■ Задание A ■
Подсчитайте, сколько строк записей содержат слово «building» с учетом регистра. Ответ дайте одним числом.

■ Исходный текст ■
Обследованные нами отдельные памятники русской иконописи в музеях, частных коллекциях, церквах и монастырях Румынии и Болгарии, сопоставление ряда исторических данных об особенностях иконописания в Палехе, Мстере и Холуе, а также выявление в самих этих центрах определенных аналогий позволяет, на наш взгляд, заключить, что очень многие из них относятся именно к «суздальским письмам», хотя наряду с «расхожими» иконами встречаются как великолепные образцы московской, палехской и мстерской иконописи XVIII–XIX вв., так и целый ряд памятников, отнести которые при современной разработке темы к каким-либо определенным центрам довольно сложно.

■ Набор записей ■

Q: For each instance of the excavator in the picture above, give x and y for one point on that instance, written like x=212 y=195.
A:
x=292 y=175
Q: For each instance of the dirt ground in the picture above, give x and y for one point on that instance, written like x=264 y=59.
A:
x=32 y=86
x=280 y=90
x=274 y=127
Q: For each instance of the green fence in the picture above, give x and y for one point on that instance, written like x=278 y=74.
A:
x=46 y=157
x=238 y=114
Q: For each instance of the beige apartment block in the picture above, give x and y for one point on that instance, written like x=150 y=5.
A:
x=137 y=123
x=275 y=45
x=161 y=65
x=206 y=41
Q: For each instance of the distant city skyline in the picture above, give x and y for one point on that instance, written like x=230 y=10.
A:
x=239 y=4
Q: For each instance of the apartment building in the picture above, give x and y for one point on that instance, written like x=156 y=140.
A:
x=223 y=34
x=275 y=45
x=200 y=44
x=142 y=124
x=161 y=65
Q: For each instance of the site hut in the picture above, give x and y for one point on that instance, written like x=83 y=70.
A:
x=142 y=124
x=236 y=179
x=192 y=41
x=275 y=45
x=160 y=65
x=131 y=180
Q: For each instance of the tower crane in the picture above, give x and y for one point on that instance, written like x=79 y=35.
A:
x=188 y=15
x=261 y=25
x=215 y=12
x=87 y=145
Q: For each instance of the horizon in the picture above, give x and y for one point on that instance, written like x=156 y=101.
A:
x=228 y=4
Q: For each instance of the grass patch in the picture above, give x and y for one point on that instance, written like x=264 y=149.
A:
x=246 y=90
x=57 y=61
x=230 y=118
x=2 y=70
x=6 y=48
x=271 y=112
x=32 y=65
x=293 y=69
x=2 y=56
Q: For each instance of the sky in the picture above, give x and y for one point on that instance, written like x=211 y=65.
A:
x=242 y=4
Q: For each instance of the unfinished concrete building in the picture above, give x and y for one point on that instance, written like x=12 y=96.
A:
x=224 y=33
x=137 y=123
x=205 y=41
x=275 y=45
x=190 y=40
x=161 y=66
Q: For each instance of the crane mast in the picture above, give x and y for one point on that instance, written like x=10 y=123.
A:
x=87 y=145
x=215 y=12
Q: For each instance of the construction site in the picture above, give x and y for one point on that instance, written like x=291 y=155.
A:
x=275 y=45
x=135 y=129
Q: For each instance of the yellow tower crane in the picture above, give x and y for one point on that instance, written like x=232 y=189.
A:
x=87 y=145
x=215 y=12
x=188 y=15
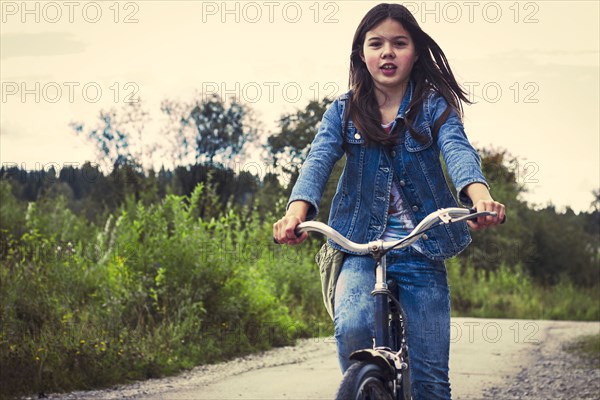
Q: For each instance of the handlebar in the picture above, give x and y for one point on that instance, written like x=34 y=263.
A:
x=440 y=217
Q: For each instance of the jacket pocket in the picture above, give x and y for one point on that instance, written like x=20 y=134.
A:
x=353 y=136
x=414 y=145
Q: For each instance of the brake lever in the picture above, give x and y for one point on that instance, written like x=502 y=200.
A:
x=475 y=214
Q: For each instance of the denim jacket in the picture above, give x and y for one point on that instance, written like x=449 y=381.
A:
x=360 y=205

■ Задание B ■
Ответьте по тексту о русской иконописи на вопросы:
(i) В каких странах обследованы памятники?
(ii) Об иконописании в каких центрах сопоставлялись исторические данные?
(iii) К каким векам отнесены великолепные образцы московской, палехской и мстерской иконописи?

■ Ожидаемый ответ A ■
2

■ Ожидаемый ответ B ■
(i) В Румынии и Болгарии.
(ii) В Палехе, Мстере и Холуе.
(iii) К XVIII–XIX вв.